Data items
»»

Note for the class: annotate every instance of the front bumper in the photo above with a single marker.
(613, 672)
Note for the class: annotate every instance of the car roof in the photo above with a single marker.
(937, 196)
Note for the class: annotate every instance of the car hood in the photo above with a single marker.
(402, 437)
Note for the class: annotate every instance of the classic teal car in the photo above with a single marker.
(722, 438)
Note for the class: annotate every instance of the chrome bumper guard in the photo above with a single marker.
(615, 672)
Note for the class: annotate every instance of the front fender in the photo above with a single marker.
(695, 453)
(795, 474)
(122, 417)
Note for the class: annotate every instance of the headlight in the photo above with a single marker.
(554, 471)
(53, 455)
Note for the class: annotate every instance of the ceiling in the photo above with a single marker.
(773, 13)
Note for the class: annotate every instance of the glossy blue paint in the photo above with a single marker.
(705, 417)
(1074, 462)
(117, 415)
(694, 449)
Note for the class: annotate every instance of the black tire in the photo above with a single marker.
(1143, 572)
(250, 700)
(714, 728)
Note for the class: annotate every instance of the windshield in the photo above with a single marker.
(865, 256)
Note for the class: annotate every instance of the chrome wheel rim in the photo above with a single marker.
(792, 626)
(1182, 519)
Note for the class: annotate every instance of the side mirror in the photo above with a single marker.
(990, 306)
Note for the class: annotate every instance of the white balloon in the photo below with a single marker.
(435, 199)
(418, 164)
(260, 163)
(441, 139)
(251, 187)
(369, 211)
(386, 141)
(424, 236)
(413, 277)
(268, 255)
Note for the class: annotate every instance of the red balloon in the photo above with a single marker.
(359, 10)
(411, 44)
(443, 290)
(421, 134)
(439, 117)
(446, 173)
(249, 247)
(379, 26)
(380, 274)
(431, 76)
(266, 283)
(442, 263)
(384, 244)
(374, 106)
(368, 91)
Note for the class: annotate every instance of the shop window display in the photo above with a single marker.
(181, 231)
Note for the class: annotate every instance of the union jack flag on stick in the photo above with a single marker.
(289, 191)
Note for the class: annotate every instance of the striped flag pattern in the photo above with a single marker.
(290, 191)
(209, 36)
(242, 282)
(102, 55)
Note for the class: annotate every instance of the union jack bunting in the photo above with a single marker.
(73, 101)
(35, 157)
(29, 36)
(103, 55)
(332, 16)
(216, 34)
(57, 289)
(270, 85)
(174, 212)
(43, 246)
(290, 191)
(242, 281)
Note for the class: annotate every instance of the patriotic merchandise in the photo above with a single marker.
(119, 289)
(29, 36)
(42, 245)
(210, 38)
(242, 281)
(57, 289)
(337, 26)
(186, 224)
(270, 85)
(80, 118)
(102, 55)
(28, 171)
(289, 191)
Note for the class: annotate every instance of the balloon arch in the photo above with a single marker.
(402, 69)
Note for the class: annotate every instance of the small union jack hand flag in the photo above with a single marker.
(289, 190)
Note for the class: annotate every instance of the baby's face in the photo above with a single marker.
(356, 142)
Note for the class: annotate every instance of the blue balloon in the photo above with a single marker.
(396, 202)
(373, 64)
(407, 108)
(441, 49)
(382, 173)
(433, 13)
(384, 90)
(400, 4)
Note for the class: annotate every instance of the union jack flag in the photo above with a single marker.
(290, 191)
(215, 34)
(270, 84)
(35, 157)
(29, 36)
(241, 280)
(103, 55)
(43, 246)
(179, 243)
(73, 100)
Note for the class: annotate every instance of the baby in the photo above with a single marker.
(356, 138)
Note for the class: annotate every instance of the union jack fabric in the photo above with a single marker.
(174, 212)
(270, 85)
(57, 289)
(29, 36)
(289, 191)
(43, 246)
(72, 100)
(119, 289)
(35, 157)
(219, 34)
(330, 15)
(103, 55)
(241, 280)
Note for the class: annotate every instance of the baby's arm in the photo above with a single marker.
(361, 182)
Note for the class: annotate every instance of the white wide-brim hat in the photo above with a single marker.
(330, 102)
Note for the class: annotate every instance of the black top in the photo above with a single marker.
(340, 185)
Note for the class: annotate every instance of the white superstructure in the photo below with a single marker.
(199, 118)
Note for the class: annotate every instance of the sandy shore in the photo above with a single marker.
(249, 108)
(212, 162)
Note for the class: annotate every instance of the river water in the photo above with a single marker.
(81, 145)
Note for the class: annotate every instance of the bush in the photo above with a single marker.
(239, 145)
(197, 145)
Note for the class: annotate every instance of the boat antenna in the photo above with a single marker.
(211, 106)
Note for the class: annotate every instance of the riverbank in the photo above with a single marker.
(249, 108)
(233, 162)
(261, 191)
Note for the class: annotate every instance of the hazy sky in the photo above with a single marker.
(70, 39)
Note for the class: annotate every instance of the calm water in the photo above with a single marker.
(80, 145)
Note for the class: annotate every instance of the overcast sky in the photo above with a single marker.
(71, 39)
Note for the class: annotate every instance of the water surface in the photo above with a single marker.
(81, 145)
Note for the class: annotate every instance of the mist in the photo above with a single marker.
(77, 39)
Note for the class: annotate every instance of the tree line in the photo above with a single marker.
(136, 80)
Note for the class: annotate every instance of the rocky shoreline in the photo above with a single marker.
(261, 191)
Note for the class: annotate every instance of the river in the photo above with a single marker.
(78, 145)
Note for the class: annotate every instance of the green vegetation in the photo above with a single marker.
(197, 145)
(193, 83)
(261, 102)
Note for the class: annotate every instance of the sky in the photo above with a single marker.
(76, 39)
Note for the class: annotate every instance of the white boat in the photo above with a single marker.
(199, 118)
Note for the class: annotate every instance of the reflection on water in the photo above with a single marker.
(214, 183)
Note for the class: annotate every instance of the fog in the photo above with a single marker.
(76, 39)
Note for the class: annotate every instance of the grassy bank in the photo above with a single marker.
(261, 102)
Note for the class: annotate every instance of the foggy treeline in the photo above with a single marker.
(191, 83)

««

What you need to do
Print every line you see above, exactly as written.

Answer to this task
Note for the class: annotate every instance of the front bumper in the photo above with a single marker.
(613, 672)
Note for the class: annotate every instance of the car roof in the photo above with a single marker.
(937, 196)
Note for the class: annotate every instance of the car hood in the photo above with a single marker.
(402, 437)
Note for the class: annotate every instance of the classic teal car in the photo above with a single marker.
(722, 438)
Note for the class: annotate every instance of the chrome bumper guard in the photo above with a single marker.
(615, 672)
Note for the class: annotate every instance of the front fender in the photo above with a single marker.
(695, 453)
(795, 474)
(122, 417)
Note for the class: annotate every instance of the headlight in the photo above with a single marker.
(554, 471)
(53, 455)
Note for the class: annotate every instance of the ceiling in the photo above with a single marker.
(773, 13)
Note for the class: annotate every instance of the glossy blue paint in the photo above with a single marker.
(705, 417)
(1074, 462)
(117, 415)
(694, 449)
Note for the class: annotate every instance of the black tire in the photo above with a single marker.
(1143, 572)
(250, 700)
(714, 728)
Note for the class: annotate every instance of the windshield in the photo above with a single marker.
(865, 256)
Note for the class: annotate every instance of the chrome wheel rim in the photo above with a single marker.
(792, 626)
(1182, 519)
Note for the class: annotate every instance of the side mirror in the photo above with a single marker.
(990, 306)
Note for the class: annotate every instance of the white balloon in the photo below with a single marker.
(435, 199)
(418, 164)
(260, 163)
(441, 139)
(251, 187)
(369, 211)
(386, 141)
(424, 236)
(413, 277)
(268, 255)
Note for the class: annotate every instance of the red balloon in the photo above with a single marker.
(359, 10)
(411, 44)
(443, 290)
(421, 134)
(439, 117)
(446, 173)
(249, 247)
(379, 26)
(380, 274)
(431, 76)
(266, 283)
(442, 263)
(384, 244)
(374, 106)
(368, 91)
Note for the class: annotate every instance of the shop window display in the photo above with a single marker.
(181, 231)
Note for the class: annotate every instance of the union jack flag on stick in the photo above with a single marker.
(289, 191)
Note for the class: annotate every instance of the striped flag pattern in the photo above with a single marker.
(290, 191)
(209, 36)
(242, 282)
(102, 55)
Note for the class: annotate every instance of the union jack bunting in the photo above with a single marker.
(73, 101)
(35, 157)
(29, 36)
(103, 55)
(332, 16)
(216, 34)
(57, 289)
(270, 85)
(174, 212)
(43, 246)
(290, 191)
(242, 281)
Note for the class: annotate every instance of the patriotic merchandise in the photo above with a single marker.
(119, 289)
(29, 36)
(42, 245)
(210, 38)
(242, 281)
(57, 289)
(337, 26)
(186, 224)
(270, 85)
(80, 118)
(102, 55)
(28, 171)
(289, 191)
Note for the class: annotate every instance of the balloon arch in the photo above with a single marker.
(402, 69)
Note for the class: annotate every instance of the small union jack hand flag in the photo above with a single marker.
(289, 190)
Note for the class: annotate every instance of the baby's face in the photo above with a single marker.
(356, 142)
Note for the class: annotate every instance of the blue balloon in the photo above with a single marker.
(396, 202)
(373, 64)
(407, 108)
(441, 49)
(382, 173)
(433, 13)
(384, 90)
(400, 4)
Note for the class: annotate every instance of the union jack flag in the photo above with a single marker.
(290, 191)
(215, 34)
(270, 84)
(35, 157)
(29, 36)
(241, 280)
(103, 55)
(43, 246)
(179, 243)
(73, 100)
Note for the class: annotate every instance of the baby in the photo above with a single marker.
(356, 138)
Note for the class: annotate every instance of the union jack fabric in the photo above with a single marker.
(174, 212)
(270, 85)
(57, 289)
(29, 36)
(289, 191)
(43, 246)
(72, 100)
(119, 289)
(35, 157)
(219, 34)
(330, 15)
(103, 55)
(241, 280)
Note for the class: annotate every instance of the baby's arm in the photo above with a single marker.
(361, 182)
Note for the class: annotate every instance of the white wide-brim hat in the photo above with a single marker.
(330, 102)
Note for the class: annotate every instance of the black top in the photo above with a single marker.
(340, 185)
Note for the class: annotate every instance of the white superstructure in the photo below with a single marker.
(199, 118)
Note for the class: annotate every instance of the sandy shore in the photo above with a single marker.
(249, 108)
(212, 162)
Note for the class: annotate every instance of the river water in the photo above with a single marker.
(81, 145)
Note for the class: annotate every instance of the bush in the photo above with a single marker.
(239, 145)
(197, 145)
Note for the class: annotate every instance of the boat antenna in the photo above with a single marker.
(211, 106)
Note for the class: annotate every instance of the riverbank in the photo above with a single marker.
(249, 108)
(233, 162)
(261, 191)
Note for the class: annotate every instance of the hazy sky in the photo above with a single marker.
(70, 39)
Note for the class: annotate every instance of the calm water in the photo above with a single marker.
(80, 145)
Note for the class: annotate every instance of the overcast sky in the photo above with a single marker.
(71, 39)
Note for the class: annotate every instance of the water surface in the photo above with a single marker.
(81, 145)
Note for the class: annotate every instance of the mist in the photo above with a single marker.
(77, 39)
Note for the class: annotate every instance of the tree line in the photo above with a single marker.
(136, 80)
Note for the class: annotate every instance of the rocky shoreline in the photo above with a single marker.
(261, 191)
Note for the class: annotate every instance of the river in the photo above with a single marker.
(78, 145)
Note for the class: annotate every instance of the green vegetation in the photo above with a single marker.
(197, 145)
(193, 83)
(261, 102)
Note for the class: annotate every instance of the sky in the photo above with a single marker.
(76, 39)
Note for the class: annotate every instance of the white boat in the photo above with a single marker.
(199, 118)
Note for the class: annotate every instance of the reflection on water in the photo above with a single marker.
(214, 183)
Note for the class: annotate every instance of the fog in the photo above with a single marker.
(76, 39)
Note for the class: annotate every instance of the grassy bank in the photo above with a single marker.
(261, 102)
Note for the class: annotate every instance of the foggy treeline in the photo above with a single marker.
(191, 83)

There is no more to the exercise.